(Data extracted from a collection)
::::::

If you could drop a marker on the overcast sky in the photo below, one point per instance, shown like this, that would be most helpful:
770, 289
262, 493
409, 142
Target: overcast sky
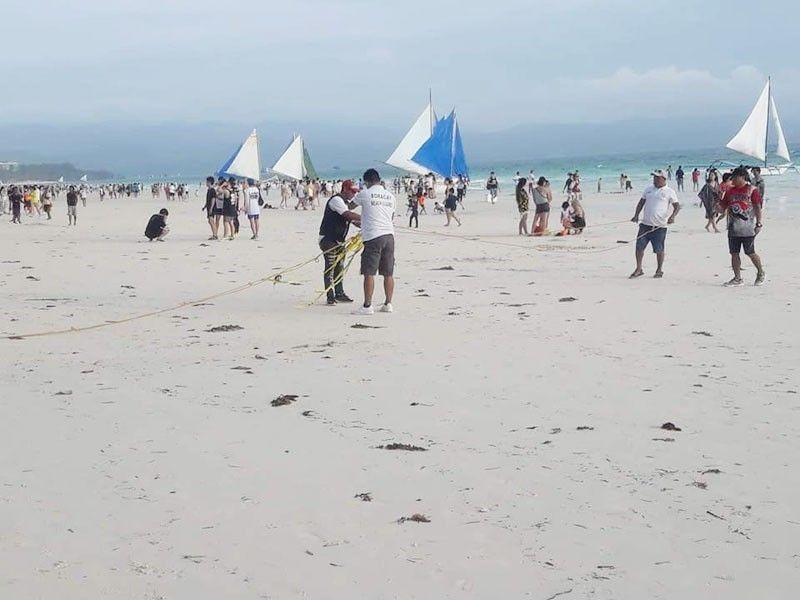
370, 62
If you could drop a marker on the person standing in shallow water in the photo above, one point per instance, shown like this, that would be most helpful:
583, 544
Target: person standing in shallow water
542, 197
523, 206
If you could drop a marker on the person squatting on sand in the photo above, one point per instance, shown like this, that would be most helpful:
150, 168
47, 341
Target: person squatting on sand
742, 205
336, 219
377, 230
656, 202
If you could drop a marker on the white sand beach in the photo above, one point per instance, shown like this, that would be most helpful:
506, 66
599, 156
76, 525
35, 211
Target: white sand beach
144, 460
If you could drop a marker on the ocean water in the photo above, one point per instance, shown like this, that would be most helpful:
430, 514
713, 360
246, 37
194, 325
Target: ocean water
637, 167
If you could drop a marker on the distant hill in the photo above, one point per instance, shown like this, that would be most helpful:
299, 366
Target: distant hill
144, 150
50, 172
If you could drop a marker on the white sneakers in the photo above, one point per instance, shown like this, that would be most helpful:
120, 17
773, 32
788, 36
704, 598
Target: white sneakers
369, 310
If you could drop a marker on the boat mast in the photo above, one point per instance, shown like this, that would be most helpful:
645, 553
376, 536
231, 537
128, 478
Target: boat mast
769, 105
430, 106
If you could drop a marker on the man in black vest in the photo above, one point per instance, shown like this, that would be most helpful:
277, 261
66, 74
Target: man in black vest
332, 234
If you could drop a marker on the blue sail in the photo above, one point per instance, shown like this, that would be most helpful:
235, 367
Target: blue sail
223, 170
443, 153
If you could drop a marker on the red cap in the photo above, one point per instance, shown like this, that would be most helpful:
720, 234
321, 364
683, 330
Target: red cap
348, 185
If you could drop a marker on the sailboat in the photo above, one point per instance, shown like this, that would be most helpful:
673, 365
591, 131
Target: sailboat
295, 162
443, 152
243, 163
753, 136
420, 132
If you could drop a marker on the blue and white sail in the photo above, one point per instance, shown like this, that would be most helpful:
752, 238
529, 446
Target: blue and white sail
244, 163
443, 153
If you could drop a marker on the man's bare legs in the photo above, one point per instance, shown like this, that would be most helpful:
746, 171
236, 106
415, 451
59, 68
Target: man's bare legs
369, 288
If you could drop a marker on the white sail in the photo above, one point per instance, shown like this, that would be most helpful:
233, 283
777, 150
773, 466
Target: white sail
783, 149
420, 132
752, 137
291, 163
245, 163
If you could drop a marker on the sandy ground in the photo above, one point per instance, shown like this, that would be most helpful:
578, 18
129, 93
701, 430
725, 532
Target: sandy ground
145, 460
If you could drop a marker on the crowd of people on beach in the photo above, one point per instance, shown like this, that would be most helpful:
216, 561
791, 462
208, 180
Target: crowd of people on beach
737, 195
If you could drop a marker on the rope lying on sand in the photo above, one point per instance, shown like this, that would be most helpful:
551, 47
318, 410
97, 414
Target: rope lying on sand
351, 248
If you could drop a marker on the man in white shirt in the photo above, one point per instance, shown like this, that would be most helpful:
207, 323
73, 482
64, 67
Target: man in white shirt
252, 206
656, 201
377, 230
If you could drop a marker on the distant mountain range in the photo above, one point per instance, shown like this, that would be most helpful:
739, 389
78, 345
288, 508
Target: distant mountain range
142, 150
49, 172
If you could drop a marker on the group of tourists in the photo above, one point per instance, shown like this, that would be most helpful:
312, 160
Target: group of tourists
738, 197
225, 200
38, 200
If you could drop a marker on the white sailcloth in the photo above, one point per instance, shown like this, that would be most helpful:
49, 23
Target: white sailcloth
752, 137
246, 162
419, 133
783, 149
291, 163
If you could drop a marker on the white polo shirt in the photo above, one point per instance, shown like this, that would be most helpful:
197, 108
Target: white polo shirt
657, 204
377, 210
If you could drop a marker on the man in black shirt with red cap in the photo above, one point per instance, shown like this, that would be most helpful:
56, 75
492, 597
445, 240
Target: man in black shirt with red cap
332, 234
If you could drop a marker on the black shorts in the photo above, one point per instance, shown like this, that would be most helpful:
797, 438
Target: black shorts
736, 244
378, 256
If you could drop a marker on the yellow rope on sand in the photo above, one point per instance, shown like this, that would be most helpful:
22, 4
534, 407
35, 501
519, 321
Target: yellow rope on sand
348, 251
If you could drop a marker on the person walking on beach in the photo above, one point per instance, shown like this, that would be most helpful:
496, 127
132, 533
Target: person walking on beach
493, 187
695, 179
47, 202
679, 178
523, 206
656, 202
15, 199
758, 181
461, 190
450, 206
377, 230
252, 206
72, 205
336, 219
742, 205
413, 210
156, 228
709, 196
209, 207
542, 197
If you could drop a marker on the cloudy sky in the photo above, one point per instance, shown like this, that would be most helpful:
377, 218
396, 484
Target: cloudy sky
370, 62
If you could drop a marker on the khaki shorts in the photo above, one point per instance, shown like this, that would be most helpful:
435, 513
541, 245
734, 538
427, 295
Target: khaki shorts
378, 256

::::::

◆ ACTIVITY
Working from the records above, write out verbatim only the lines from the line containing "If you could drop a marker on the white sand" through the line containing "If you could drop a marker on the distant hill".

◆ ANSWER BOX
If you could drop a marker on the white sand beach in the photo above, one point per instance, shown like this, that would be most helpful:
506, 66
599, 156
76, 525
35, 211
Target: white sand beach
144, 460
If you could drop a marker on the ocean water in the photo above, one point per instance, shown like this, that would be most helpful:
430, 514
713, 360
246, 37
194, 325
Target: ocean water
637, 167
If you could drop a marker on the distant hill in the photo above, one point per instance, shown like this, that would be most helpful:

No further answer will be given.